_Directions_
Copy exactly the last part of the listing below, beginning at the line that contains "detect every wire" and including the final line.

_Data listing_
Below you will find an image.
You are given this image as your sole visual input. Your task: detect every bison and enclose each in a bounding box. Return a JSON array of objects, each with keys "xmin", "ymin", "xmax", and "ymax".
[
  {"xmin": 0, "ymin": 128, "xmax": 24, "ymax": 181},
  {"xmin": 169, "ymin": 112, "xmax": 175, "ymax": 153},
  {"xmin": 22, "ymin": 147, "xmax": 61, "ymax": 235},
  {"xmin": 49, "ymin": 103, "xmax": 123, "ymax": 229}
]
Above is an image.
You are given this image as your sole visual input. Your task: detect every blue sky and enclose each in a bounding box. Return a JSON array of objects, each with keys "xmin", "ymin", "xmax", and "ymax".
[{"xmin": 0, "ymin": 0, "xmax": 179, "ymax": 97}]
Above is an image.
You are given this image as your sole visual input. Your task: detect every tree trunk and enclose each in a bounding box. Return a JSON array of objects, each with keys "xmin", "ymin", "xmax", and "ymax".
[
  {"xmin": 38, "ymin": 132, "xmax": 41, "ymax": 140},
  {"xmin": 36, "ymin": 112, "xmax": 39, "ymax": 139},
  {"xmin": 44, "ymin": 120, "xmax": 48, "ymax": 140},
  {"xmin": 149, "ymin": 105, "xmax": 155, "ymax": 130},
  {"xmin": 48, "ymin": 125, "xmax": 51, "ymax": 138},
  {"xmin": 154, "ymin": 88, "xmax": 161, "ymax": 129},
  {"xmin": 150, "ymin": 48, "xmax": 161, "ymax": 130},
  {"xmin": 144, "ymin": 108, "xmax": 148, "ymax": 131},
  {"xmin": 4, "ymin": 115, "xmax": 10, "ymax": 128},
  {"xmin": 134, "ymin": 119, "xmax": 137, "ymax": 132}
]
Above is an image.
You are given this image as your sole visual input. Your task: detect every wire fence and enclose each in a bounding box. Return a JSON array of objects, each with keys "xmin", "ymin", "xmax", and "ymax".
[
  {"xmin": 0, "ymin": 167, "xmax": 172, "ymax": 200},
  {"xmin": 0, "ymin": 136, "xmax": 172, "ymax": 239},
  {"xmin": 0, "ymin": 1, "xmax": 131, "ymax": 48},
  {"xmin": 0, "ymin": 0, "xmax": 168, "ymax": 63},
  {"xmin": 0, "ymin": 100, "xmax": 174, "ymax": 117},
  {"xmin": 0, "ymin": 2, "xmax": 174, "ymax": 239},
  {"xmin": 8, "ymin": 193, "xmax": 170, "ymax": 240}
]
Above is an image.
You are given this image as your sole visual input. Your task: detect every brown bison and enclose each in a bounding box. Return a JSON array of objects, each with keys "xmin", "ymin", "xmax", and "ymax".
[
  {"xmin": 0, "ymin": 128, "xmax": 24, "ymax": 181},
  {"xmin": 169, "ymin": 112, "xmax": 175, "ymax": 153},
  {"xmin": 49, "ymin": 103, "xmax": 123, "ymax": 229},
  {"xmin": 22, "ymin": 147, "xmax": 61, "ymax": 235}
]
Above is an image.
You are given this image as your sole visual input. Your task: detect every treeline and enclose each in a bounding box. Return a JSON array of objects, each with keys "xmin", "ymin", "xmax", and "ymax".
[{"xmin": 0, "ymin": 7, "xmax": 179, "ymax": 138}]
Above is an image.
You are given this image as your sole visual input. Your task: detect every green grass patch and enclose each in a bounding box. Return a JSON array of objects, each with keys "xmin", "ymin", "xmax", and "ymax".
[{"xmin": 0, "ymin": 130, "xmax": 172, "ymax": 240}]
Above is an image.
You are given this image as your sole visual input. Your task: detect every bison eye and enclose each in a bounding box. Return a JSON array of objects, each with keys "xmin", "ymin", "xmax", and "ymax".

_Exercise answer_
You are given this image as your sole visual input. Your task: detect every wire fence and enclose each in a bounding box. Return a JSON array of objects, each with keys "xmin", "ymin", "xmax", and "ymax".
[
  {"xmin": 0, "ymin": 167, "xmax": 172, "ymax": 200},
  {"xmin": 0, "ymin": 136, "xmax": 172, "ymax": 239},
  {"xmin": 0, "ymin": 1, "xmax": 131, "ymax": 48},
  {"xmin": 0, "ymin": 0, "xmax": 168, "ymax": 63},
  {"xmin": 0, "ymin": 100, "xmax": 174, "ymax": 117},
  {"xmin": 0, "ymin": 2, "xmax": 174, "ymax": 239},
  {"xmin": 8, "ymin": 193, "xmax": 170, "ymax": 240}
]
Above is an image.
You are given this image as your sole visual input. Your task: detect every brown bison and enclose each in a bounding box. Return a JSON array of objects, each with keys "xmin", "ymin", "xmax", and "ymax".
[
  {"xmin": 0, "ymin": 128, "xmax": 24, "ymax": 181},
  {"xmin": 169, "ymin": 112, "xmax": 175, "ymax": 153},
  {"xmin": 49, "ymin": 103, "xmax": 123, "ymax": 229},
  {"xmin": 22, "ymin": 147, "xmax": 61, "ymax": 235}
]
Above is an image.
You are given this image as your sole visual input. Your task: detect every treeline and enclose each in a bounding box. Return a JSON array of objects, each with keys "xmin", "ymin", "xmax", and "ymax".
[{"xmin": 0, "ymin": 7, "xmax": 179, "ymax": 138}]
Above is an image.
You are given this image as your sole visual input. Your task: detect every green grass patch and enclose each in a bounding box. Return a JSON array of objects, each with keys "xmin", "ymin", "xmax", and "ymax".
[{"xmin": 0, "ymin": 130, "xmax": 172, "ymax": 240}]
Above is an image.
You are given this image as your sole visual input. Your task: detect every bison eye and enclose each in a bounding box. Return a JSON array of objects, each with keys "xmin", "ymin", "xmax", and "ymax".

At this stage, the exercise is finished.